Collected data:
******************************
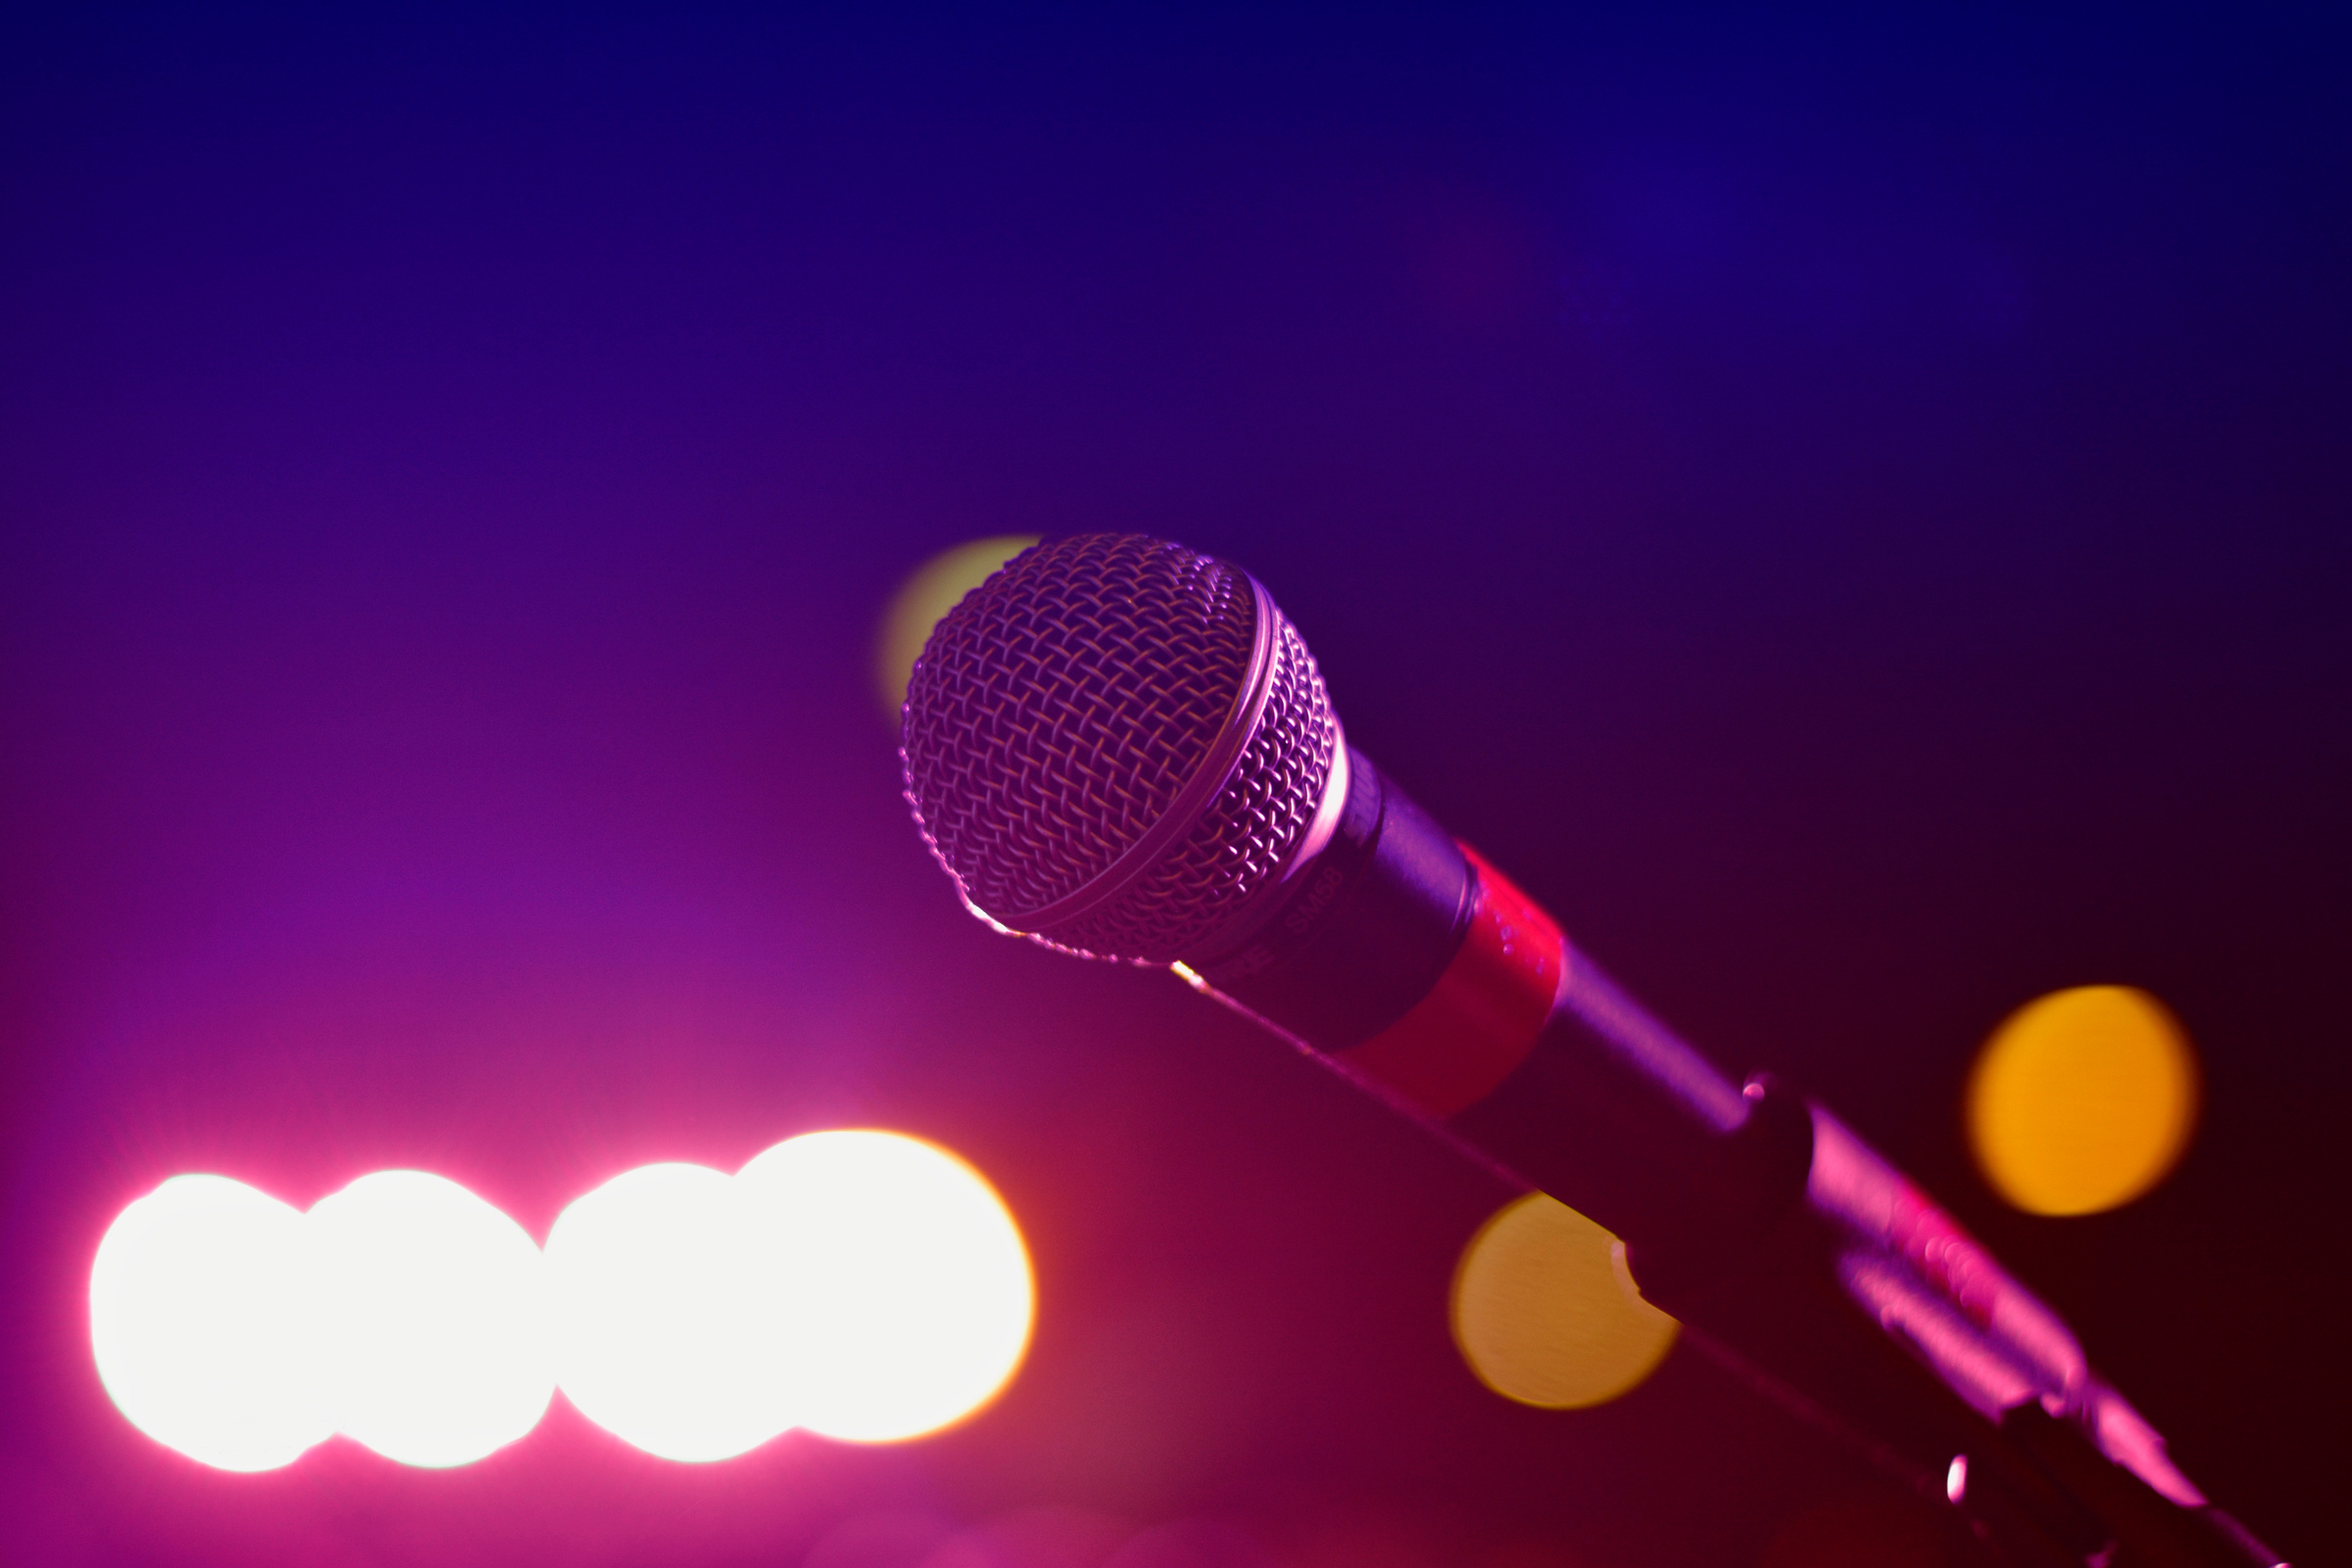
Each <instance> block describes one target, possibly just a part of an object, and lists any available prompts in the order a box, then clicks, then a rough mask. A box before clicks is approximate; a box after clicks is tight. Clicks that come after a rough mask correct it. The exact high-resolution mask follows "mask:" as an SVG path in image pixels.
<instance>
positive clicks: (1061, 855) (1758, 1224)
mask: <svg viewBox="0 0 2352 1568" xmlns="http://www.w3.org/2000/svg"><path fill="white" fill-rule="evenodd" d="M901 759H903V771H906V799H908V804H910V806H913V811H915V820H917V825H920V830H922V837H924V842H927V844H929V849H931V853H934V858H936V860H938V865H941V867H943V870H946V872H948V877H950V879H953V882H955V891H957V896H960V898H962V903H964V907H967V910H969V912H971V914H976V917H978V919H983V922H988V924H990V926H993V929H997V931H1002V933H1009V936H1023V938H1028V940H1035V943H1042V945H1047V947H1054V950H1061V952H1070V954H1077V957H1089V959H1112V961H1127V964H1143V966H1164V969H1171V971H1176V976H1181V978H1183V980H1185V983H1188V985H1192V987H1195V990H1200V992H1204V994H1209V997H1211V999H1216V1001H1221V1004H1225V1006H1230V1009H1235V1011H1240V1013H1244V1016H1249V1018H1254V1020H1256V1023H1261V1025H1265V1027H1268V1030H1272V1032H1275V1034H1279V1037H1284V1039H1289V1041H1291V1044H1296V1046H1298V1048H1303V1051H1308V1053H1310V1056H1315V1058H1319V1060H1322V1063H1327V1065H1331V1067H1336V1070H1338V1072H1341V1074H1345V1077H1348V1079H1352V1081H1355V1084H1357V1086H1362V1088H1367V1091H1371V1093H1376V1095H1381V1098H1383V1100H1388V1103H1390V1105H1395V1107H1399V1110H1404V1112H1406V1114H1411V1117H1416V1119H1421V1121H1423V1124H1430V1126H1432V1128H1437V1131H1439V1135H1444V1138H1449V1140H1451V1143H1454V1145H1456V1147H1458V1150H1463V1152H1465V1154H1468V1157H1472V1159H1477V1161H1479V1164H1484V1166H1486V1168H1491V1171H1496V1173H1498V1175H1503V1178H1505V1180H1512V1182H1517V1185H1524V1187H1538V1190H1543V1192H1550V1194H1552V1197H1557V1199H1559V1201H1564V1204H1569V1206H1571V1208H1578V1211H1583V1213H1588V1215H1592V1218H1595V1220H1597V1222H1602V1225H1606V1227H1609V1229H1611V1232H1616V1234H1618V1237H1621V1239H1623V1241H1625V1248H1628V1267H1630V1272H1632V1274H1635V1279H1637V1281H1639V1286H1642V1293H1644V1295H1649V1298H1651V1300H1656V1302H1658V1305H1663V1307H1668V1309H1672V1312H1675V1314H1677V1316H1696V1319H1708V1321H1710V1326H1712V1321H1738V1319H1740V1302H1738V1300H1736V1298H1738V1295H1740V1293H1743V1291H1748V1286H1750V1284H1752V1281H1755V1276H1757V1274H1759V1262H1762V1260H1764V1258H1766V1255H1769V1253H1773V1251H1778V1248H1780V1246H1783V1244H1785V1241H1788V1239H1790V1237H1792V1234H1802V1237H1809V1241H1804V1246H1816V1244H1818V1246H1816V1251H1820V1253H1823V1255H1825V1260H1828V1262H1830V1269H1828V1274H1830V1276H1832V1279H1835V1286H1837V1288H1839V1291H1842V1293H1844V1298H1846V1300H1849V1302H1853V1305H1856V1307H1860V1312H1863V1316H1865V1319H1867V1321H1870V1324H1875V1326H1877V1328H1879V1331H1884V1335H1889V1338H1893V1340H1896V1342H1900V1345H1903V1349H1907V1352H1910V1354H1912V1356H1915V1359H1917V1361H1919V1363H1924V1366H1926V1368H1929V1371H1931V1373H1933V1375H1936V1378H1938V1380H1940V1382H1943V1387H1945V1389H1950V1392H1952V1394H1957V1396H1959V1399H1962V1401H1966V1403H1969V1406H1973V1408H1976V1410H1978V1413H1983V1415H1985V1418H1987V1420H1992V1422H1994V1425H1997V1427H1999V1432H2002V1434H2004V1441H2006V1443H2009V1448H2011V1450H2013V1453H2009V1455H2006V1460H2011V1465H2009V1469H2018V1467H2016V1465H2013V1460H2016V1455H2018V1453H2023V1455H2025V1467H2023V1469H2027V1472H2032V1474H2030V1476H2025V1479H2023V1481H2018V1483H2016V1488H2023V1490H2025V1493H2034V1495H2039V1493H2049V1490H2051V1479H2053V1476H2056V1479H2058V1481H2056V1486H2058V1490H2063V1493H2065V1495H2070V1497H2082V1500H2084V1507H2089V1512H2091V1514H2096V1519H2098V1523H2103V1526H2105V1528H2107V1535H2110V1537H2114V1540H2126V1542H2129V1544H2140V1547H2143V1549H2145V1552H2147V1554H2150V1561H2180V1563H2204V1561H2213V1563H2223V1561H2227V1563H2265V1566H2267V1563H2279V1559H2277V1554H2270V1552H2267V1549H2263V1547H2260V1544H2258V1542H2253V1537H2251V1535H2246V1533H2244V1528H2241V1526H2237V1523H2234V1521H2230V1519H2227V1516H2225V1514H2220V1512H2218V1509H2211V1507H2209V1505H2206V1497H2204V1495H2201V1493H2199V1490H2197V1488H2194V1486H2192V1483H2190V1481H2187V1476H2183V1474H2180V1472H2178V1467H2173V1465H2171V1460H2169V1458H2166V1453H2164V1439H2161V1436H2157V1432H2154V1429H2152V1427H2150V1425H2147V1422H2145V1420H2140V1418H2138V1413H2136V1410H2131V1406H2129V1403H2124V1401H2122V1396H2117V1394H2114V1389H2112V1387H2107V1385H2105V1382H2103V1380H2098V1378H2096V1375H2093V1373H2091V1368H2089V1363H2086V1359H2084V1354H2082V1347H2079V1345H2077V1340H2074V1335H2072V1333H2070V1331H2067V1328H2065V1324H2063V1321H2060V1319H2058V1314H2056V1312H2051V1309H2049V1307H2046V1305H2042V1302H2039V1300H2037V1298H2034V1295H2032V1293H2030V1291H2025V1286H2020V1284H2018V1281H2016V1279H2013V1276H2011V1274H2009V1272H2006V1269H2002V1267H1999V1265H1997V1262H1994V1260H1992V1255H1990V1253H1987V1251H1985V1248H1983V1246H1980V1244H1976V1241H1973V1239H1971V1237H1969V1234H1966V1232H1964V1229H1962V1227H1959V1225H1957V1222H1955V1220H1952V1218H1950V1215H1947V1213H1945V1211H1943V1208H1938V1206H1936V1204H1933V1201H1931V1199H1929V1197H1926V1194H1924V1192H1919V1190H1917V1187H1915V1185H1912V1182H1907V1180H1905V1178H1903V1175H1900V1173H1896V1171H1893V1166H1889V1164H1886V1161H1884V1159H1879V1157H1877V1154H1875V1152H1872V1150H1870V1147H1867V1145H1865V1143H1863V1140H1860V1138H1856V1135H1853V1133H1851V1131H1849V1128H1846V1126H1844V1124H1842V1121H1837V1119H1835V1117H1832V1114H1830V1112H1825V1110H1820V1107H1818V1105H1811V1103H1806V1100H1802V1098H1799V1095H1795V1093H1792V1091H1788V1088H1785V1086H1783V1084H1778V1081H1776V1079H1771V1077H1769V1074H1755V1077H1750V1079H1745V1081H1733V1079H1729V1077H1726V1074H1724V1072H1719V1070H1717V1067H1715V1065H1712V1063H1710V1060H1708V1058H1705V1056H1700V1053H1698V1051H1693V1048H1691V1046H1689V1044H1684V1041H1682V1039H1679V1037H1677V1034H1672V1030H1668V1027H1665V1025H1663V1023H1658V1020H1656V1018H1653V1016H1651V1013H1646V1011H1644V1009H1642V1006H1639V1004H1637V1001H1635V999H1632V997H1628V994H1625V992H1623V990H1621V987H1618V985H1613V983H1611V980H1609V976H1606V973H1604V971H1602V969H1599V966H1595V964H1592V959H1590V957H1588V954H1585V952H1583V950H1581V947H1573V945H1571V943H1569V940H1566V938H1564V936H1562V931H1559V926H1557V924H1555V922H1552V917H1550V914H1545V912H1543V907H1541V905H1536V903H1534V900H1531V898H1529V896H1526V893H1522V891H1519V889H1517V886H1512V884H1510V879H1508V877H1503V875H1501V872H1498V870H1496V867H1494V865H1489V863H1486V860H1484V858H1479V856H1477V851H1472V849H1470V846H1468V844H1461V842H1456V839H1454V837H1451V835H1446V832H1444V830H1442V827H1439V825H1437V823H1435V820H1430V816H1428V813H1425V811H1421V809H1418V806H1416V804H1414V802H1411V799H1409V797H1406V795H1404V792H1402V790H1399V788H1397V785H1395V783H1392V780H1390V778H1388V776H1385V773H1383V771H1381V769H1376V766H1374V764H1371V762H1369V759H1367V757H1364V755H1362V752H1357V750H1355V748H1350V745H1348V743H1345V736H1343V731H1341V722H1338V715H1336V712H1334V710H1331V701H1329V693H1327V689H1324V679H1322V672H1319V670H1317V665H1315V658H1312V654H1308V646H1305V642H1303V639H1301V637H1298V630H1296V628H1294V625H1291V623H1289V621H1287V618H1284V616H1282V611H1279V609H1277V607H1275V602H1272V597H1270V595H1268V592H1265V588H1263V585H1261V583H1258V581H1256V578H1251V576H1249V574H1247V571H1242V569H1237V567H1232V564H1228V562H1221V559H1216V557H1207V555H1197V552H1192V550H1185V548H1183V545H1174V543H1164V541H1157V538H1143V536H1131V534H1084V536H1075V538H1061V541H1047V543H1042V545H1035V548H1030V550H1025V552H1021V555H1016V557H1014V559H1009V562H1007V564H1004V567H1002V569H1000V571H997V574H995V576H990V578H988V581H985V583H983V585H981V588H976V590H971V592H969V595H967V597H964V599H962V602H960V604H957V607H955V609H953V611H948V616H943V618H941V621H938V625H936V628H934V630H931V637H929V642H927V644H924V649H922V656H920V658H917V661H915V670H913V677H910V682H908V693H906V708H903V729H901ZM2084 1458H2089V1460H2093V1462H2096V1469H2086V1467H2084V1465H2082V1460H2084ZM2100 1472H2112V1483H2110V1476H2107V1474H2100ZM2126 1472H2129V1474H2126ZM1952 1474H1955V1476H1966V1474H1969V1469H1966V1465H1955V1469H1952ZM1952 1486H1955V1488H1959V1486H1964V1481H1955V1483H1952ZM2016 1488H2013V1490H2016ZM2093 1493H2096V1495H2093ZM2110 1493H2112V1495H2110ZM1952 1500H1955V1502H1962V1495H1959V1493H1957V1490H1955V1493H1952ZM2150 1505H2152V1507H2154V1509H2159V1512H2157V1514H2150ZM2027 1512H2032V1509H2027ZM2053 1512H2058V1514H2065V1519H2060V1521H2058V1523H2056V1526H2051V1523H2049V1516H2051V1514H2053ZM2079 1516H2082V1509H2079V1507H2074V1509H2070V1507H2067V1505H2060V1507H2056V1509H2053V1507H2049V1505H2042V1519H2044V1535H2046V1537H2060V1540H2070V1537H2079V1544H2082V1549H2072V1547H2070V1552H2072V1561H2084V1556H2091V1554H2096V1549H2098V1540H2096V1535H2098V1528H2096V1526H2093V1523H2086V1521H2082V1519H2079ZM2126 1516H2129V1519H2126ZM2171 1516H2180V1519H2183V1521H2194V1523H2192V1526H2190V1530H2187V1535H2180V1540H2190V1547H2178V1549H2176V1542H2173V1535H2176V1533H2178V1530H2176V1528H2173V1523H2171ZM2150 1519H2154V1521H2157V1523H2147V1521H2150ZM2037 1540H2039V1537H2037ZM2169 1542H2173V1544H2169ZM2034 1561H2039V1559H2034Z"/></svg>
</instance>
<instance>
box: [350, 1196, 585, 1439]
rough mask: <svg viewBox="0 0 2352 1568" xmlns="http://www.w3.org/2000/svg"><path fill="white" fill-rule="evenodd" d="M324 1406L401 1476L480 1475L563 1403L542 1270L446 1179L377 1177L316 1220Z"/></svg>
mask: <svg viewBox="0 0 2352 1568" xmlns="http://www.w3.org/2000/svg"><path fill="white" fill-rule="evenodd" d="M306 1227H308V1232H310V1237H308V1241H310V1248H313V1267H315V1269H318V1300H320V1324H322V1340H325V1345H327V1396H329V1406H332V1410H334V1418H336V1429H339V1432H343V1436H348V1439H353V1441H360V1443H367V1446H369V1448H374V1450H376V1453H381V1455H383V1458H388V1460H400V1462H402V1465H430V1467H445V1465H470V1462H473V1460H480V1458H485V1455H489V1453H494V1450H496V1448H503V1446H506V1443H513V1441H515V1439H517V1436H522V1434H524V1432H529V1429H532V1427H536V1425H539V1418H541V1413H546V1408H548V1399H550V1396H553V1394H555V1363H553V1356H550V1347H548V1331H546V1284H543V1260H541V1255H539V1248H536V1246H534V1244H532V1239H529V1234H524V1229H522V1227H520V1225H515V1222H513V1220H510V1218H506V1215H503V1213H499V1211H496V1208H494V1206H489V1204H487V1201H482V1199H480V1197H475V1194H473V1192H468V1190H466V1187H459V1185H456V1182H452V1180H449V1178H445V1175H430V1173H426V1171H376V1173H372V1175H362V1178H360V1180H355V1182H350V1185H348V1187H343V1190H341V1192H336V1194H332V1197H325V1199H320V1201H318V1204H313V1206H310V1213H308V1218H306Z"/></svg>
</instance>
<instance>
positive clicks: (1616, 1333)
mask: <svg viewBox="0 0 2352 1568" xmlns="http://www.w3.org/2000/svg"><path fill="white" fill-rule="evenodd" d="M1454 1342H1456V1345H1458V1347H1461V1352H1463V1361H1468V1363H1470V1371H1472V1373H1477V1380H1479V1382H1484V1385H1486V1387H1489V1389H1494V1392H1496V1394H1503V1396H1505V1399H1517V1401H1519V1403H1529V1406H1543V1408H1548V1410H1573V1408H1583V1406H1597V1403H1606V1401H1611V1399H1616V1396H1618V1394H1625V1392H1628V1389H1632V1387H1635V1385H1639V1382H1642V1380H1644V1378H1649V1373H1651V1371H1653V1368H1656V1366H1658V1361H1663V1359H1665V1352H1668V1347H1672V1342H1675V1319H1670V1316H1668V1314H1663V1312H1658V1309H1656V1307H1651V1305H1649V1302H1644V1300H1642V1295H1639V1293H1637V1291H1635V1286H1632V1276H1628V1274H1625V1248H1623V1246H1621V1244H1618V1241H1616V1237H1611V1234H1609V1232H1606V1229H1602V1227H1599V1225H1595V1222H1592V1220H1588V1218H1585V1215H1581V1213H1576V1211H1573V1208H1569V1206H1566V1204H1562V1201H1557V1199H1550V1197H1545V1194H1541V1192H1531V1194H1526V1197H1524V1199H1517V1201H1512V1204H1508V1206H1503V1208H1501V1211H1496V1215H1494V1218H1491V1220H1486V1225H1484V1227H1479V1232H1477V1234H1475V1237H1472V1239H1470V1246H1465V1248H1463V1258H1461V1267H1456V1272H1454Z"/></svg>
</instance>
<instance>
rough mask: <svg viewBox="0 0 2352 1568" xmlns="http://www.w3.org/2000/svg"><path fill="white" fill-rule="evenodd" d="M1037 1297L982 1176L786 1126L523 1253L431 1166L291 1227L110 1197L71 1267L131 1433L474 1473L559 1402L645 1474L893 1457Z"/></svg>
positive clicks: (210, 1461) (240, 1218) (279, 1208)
******************************
■ Task directions: Go through the records above, find every line with the word "clicks", and list those lines.

■ Reply to the exercise:
Each <instance> block describes one target, possibly just a part of an object, and lists any available prompts in the order a box, then clicks, then a rough mask. A box before clicks is approximate; a box after clicks is tight. Clicks that come after a rough mask correct it. The exact high-resolution mask follows "mask:" as an SVG path in image pixels.
positive clicks: (1061, 855) (1758, 1224)
positive clicks: (1616, 1333)
positive clicks: (210, 1461) (240, 1218) (279, 1208)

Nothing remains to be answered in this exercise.